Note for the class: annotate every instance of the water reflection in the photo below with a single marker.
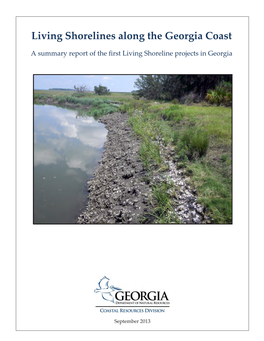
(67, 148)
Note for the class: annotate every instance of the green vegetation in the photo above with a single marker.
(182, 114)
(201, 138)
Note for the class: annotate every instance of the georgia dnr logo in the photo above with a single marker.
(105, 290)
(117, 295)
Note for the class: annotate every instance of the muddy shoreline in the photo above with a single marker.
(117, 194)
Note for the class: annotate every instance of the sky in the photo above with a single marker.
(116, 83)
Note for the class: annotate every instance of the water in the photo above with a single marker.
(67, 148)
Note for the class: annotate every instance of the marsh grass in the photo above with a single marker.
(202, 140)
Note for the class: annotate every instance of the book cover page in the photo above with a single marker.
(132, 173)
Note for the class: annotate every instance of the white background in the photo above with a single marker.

★ ★ ★ ★ ★

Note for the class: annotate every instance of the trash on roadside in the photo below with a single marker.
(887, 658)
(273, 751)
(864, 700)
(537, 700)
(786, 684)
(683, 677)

★ ★ ★ ★ ★

## TASK INSTRUCTIONS
Rewrite the items starting at the line that contains "Note for the class: annotate every instance of the book" and ending at the line that contains "Note for the class: annotate every instance of the white", with "cover page" changed to "title page" and nothing else altered.

## EXPECTED OUTPUT
Note for the class: annotate every instance of the book title page in the photo above with a single marker.
(132, 173)
Note for the class: annotate every instance of the white background in the photo above with a single marker.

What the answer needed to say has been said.